Brano di partenza »
- - -

Kawasaki KLR e KLX story dagli anni 80 ai giorni nostri. Tutto sulle dual sport di Akashi: pregi, difetti, tecnica, foto, aneddoti. In un mondo di moto da enduro dakariane raffreddate ad aria (Honda XL, Yamaha XT, Suzuki DR), Kawasaki entrò nel mercato delle on-off con un prodotto molto tecnologico, forse in anticipo sui tempi

Poco ispirata?

Negli anni 80, le moto più in voga erano le monocilindriche ispirate dalla Dakar. Come le Honda XL, le Yamaha XT e le Suzuki DR, mentre all’epoca le enduro di Kawasaki non esercitavano lo stesso fascino delle altre tre. Sembravano moto realizzate solo per stare nel mercato, per cavalcare la moda, ma senza ispirazione. Ma, poiché si stava meglio quando si stava peggio, se Kawasaki rimettesse in produzione la KLR600 scenderemmo in strada a ballare la giga dalla contentezza perché, oggi, sarebbe considerata una gran bella dual sport (qui le foto di tutte le versioni).

SPIEGHIAMOCI MEGLIO

Come ripetiamo spesso, la Yamaha XT500 non è stata la prima moto del genere strada-sterrato ma è stata la prima ad avere un successo mondiale. La sua cilindrata di 500 cc e la contemporanea nascita dei rally africani ne hanno decretato il successo. Ma monocilindriche a quattro tempi con quelle caratteristiche, sia pure più piccole di cilindrata, esistevano già, come le Honda XL250/350 o la Kawasaki KL250, una bella motina spinta da un monoalbero 2 valvole ad aria. Tuttavia, quando Yamaha centrò il prodotto con la XT500, ricevette una risposta quasi immediata da Honda (con la XL500S) e da Suzuki (con la DR400S), mentre Kawasaki stava a guardare. Quelle moto e le loro eredi entrarono nel loop del sogno dakariano. Ancora oggi, guardando la Yamaha XT600Z Ténéré prima serie, ci batte il cuore. Ogni particolare di quella moto ci trasmette l’idea di essere stato progettato da ingegneri giapponesi pazzi per l’Africa. Invece la Kawasaki KLR600, quando venne presentata, trasmetteva tutt’altra idea: fredda tecnologia, decisamente in anticipo sui tempi.

- - -

Voci di contorno per le immagini
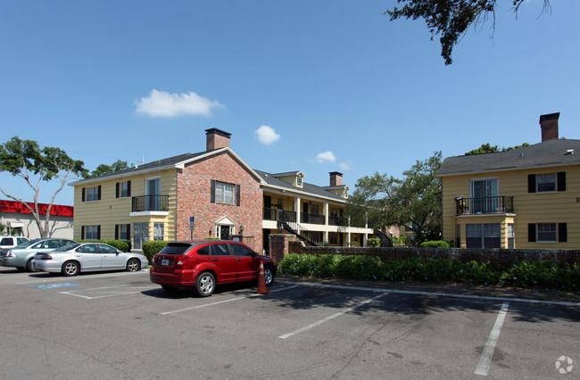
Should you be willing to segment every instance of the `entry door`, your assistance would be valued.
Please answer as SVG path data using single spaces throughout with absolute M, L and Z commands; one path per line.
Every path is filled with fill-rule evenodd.
M 220 226 L 220 236 L 221 240 L 229 240 L 229 226 Z
M 161 180 L 159 178 L 146 179 L 145 195 L 147 197 L 147 211 L 159 211 L 161 204 L 159 195 L 161 194 Z
M 493 213 L 499 208 L 500 189 L 497 178 L 472 179 L 471 198 L 472 212 Z

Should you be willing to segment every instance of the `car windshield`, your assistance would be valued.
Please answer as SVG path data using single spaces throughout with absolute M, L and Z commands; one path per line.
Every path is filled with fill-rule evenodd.
M 79 243 L 70 243 L 70 244 L 68 244 L 66 245 L 62 245 L 61 248 L 55 249 L 53 252 L 63 252 L 77 248 L 79 245 L 80 245 Z
M 171 243 L 163 247 L 159 254 L 183 254 L 189 248 L 191 244 L 186 243 Z
M 29 240 L 27 242 L 22 242 L 20 244 L 16 245 L 14 248 L 26 248 L 38 242 L 40 239 Z

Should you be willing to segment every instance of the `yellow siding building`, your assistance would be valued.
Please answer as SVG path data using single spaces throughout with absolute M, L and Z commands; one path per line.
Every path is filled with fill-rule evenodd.
M 540 144 L 443 161 L 443 239 L 461 248 L 580 248 L 580 140 L 558 138 L 559 116 L 540 118 Z

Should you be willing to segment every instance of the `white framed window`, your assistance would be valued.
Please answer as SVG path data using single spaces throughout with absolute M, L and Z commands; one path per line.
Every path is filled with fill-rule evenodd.
M 99 238 L 98 226 L 85 227 L 85 240 L 97 240 Z
M 128 196 L 128 182 L 121 182 L 120 184 L 120 195 L 121 198 L 127 198 Z
M 538 174 L 535 183 L 538 193 L 553 193 L 556 191 L 556 173 Z
M 236 186 L 216 181 L 215 201 L 219 203 L 236 204 Z
M 99 186 L 88 187 L 87 189 L 87 202 L 98 201 L 99 198 Z
M 558 242 L 556 223 L 538 223 L 538 242 L 555 243 Z
M 153 240 L 165 240 L 165 223 L 153 223 Z
M 133 223 L 133 248 L 143 249 L 143 242 L 149 241 L 149 223 Z

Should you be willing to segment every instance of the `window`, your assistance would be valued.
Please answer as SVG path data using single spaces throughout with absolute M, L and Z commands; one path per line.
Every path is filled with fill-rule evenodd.
M 516 248 L 516 233 L 513 223 L 508 223 L 508 248 L 510 250 Z
M 116 198 L 126 198 L 131 196 L 131 181 L 117 182 L 115 186 Z
M 84 229 L 84 235 L 83 230 Z M 82 240 L 97 240 L 101 236 L 101 226 L 84 226 L 81 227 L 81 236 Z
M 467 248 L 501 248 L 501 228 L 499 223 L 467 224 Z
M 240 186 L 211 179 L 211 203 L 240 205 Z
M 538 174 L 536 177 L 538 193 L 556 191 L 556 174 Z
M 556 223 L 538 223 L 538 242 L 557 242 Z
M 131 225 L 115 225 L 115 240 L 131 240 Z
M 153 240 L 165 239 L 165 223 L 154 222 L 153 223 Z
M 133 223 L 133 248 L 143 249 L 143 242 L 149 240 L 149 224 L 147 222 Z
M 101 199 L 101 186 L 87 187 L 87 189 L 83 187 L 82 198 L 83 202 L 99 201 Z
M 234 204 L 234 195 L 236 194 L 236 186 L 234 185 L 216 182 L 215 190 L 217 202 Z

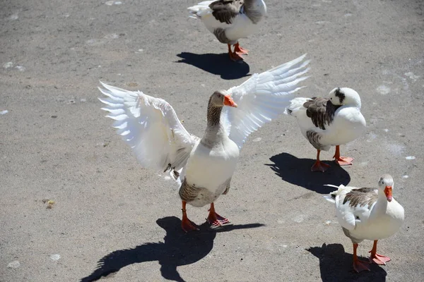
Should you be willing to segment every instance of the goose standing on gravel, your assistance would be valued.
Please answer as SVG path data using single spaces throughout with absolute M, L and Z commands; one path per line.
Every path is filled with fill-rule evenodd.
M 187 216 L 186 204 L 211 204 L 207 221 L 212 227 L 228 223 L 215 212 L 213 202 L 230 189 L 246 138 L 284 109 L 307 78 L 309 61 L 303 55 L 260 74 L 240 86 L 216 91 L 208 103 L 203 137 L 189 134 L 166 101 L 102 83 L 106 116 L 135 152 L 145 168 L 170 171 L 181 183 L 182 229 L 197 230 Z M 238 107 L 237 107 L 238 105 Z
M 191 18 L 201 19 L 220 42 L 228 45 L 230 59 L 238 61 L 243 59 L 240 55 L 248 52 L 240 47 L 238 40 L 258 30 L 258 23 L 266 14 L 266 5 L 263 0 L 205 1 L 188 10 Z
M 382 176 L 378 180 L 378 188 L 357 188 L 343 185 L 326 186 L 338 188 L 324 197 L 336 204 L 338 223 L 345 235 L 352 240 L 355 271 L 370 270 L 369 264 L 359 260 L 356 255 L 358 244 L 364 240 L 374 240 L 370 251 L 370 262 L 386 264 L 391 259 L 377 253 L 377 243 L 396 233 L 405 218 L 404 208 L 391 195 L 391 176 Z
M 324 172 L 330 166 L 319 160 L 319 153 L 331 146 L 336 146 L 333 158 L 337 164 L 352 164 L 353 158 L 340 156 L 340 145 L 360 137 L 367 126 L 356 91 L 338 87 L 331 90 L 329 98 L 295 98 L 285 114 L 297 118 L 302 134 L 317 149 L 312 171 Z

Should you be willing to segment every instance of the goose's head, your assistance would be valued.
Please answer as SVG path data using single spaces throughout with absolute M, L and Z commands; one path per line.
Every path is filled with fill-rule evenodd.
M 378 189 L 384 191 L 388 202 L 391 202 L 391 190 L 393 189 L 393 177 L 390 174 L 383 174 L 378 180 Z
M 230 93 L 225 90 L 219 90 L 213 92 L 209 101 L 211 106 L 223 107 L 224 106 L 237 107 Z
M 334 105 L 357 106 L 360 109 L 359 94 L 352 88 L 334 88 L 330 92 L 329 99 Z

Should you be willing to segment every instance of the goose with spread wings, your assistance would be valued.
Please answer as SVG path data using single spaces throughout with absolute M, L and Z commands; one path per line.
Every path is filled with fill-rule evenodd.
M 238 40 L 257 32 L 259 23 L 266 15 L 263 0 L 205 1 L 188 8 L 191 18 L 199 18 L 216 39 L 228 46 L 232 61 L 242 60 L 248 50 Z M 231 49 L 234 45 L 234 51 Z
M 214 202 L 230 187 L 240 149 L 250 133 L 283 114 L 309 68 L 303 55 L 260 74 L 240 86 L 216 91 L 209 98 L 202 137 L 190 134 L 166 101 L 102 83 L 103 110 L 114 120 L 117 133 L 133 149 L 145 168 L 170 171 L 181 184 L 182 227 L 197 230 L 186 204 L 211 204 L 208 222 L 228 220 L 215 211 Z

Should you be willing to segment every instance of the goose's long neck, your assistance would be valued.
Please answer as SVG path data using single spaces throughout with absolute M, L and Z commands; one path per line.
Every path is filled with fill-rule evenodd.
M 205 134 L 202 138 L 204 142 L 211 146 L 220 140 L 225 134 L 225 130 L 220 123 L 220 114 L 223 110 L 221 106 L 213 106 L 211 99 L 208 104 L 208 123 Z
M 263 0 L 245 0 L 245 12 L 253 23 L 258 23 L 266 14 L 266 5 Z

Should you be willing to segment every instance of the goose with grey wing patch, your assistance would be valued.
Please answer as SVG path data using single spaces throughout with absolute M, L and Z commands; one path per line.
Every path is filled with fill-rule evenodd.
M 404 223 L 404 207 L 392 196 L 391 176 L 384 174 L 377 188 L 326 186 L 338 188 L 324 197 L 336 206 L 337 220 L 353 244 L 353 269 L 369 271 L 369 264 L 358 258 L 356 250 L 364 240 L 374 241 L 370 262 L 385 264 L 390 258 L 377 253 L 377 241 L 396 233 Z
M 266 14 L 266 5 L 263 0 L 206 1 L 188 10 L 191 18 L 201 20 L 220 42 L 228 44 L 230 59 L 239 61 L 248 50 L 242 48 L 238 41 L 258 30 L 259 23 Z
M 334 88 L 328 97 L 295 98 L 285 113 L 296 117 L 300 131 L 317 149 L 317 160 L 311 170 L 325 171 L 330 166 L 319 159 L 321 150 L 336 146 L 336 162 L 352 164 L 353 158 L 340 156 L 340 145 L 359 137 L 366 122 L 360 112 L 360 97 L 351 88 Z

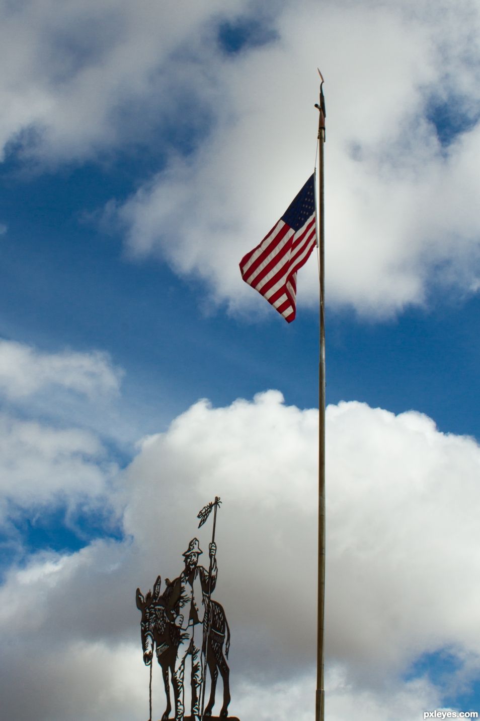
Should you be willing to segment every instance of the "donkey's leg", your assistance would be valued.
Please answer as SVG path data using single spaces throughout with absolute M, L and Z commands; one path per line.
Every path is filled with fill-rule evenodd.
M 162 721 L 167 721 L 168 717 L 170 716 L 170 712 L 172 709 L 172 704 L 170 702 L 170 684 L 168 682 L 168 665 L 165 664 L 162 665 L 162 676 L 163 676 L 163 685 L 165 686 L 165 694 L 167 697 L 167 707 L 165 709 L 163 715 L 162 716 Z M 173 671 L 172 671 L 173 676 Z

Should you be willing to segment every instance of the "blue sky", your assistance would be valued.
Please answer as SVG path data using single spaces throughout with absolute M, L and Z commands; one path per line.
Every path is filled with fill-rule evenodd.
M 480 711 L 476 4 L 0 7 L 11 715 L 145 712 L 135 589 L 179 572 L 217 494 L 232 713 L 311 716 L 315 262 L 291 325 L 238 262 L 312 172 L 317 66 L 328 717 Z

- - -

Consegna 1 » Riproduca integralmente il brano sulle moto Kawasaki KLR e KLX.
Consegna 2 » Trascriva fedelmente, tra le righe dei dati forniti, quelle che partono dalla riga contenente "head, your assistance would be valued." e si fermano dopo la riga contenente "M 334 105 L".

Soluzione dell'esercizio 1 »
Kawasaki KLR e KLX story dagli anni 80 ai giorni nostri. Tutto sulle dual sport di Akashi: pregi, difetti, tecnica, foto, aneddoti. In un mondo di moto da enduro dakariane raffreddate ad aria (Honda XL, Yamaha XT, Suzuki DR), Kawasaki entrò nel mercato delle on-off con un prodotto molto tecnologico, forse in anticipo sui tempi

Poco ispirata?

Negli anni 80, le moto più in voga erano le monocilindriche ispirate dalla Dakar. Come le Honda XL, le Yamaha XT e le Suzuki DR, mentre all’epoca le enduro di Kawasaki non esercitavano lo stesso fascino delle altre tre. Sembravano moto realizzate solo per stare nel mercato, per cavalcare la moda, ma senza ispirazione. Ma, poiché si stava meglio quando si stava peggio, se Kawasaki rimettesse in produzione la KLR600 scenderemmo in strada a ballare la giga dalla contentezza perché, oggi, sarebbe considerata una gran bella dual sport (qui le foto di tutte le versioni).

SPIEGHIAMOCI MEGLIO

Come ripetiamo spesso, la Yamaha XT500 non è stata la prima moto del genere strada-sterrato ma è stata la prima ad avere un successo mondiale. La sua cilindrata di 500 cc e la contemporanea nascita dei rally africani ne hanno decretato il successo. Ma monocilindriche a quattro tempi con quelle caratteristiche, sia pure più piccole di cilindrata, esistevano già, come le Honda XL250/350 o la Kawasaki KL250, una bella motina spinta da un monoalbero 2 valvole ad aria. Tuttavia, quando Yamaha centrò il prodotto con la XT500, ricevette una risposta quasi immediata da Honda (con la XL500S) e da Suzuki (con la DR400S), mentre Kawasaki stava a guardare. Quelle moto e le loro eredi entrarono nel loop del sogno dakariano. Ancora oggi, guardando la Yamaha XT600Z Ténéré prima serie, ci batte il cuore. Ogni particolare di quella moto ci trasmette l’idea di essere stato progettato da ingegneri giapponesi pazzi per l’Africa. Invece la Kawasaki KLR600, quando venne presentata, trasmetteva tutt’altra idea: fredda tecnologia, decisamente in anticipo sui tempi.

Soluzione dell'esercizio 2 »
Should you be willing to segment every instance of the goose's head, your assistance would be valued.
Please answer as SVG path data using single spaces throughout with absolute M, L and Z commands; one path per line.
Every path is filled with fill-rule evenodd.
M 378 189 L 384 191 L 388 202 L 391 202 L 391 190 L 393 189 L 393 177 L 390 174 L 383 174 L 378 180 Z
M 230 93 L 225 90 L 219 90 L 213 92 L 209 101 L 211 106 L 223 107 L 224 106 L 237 107 Z
M 334 105 L 357 106 L 360 109 L 359 94 L 352 88 L 334 88 L 330 92 L 329 99 Z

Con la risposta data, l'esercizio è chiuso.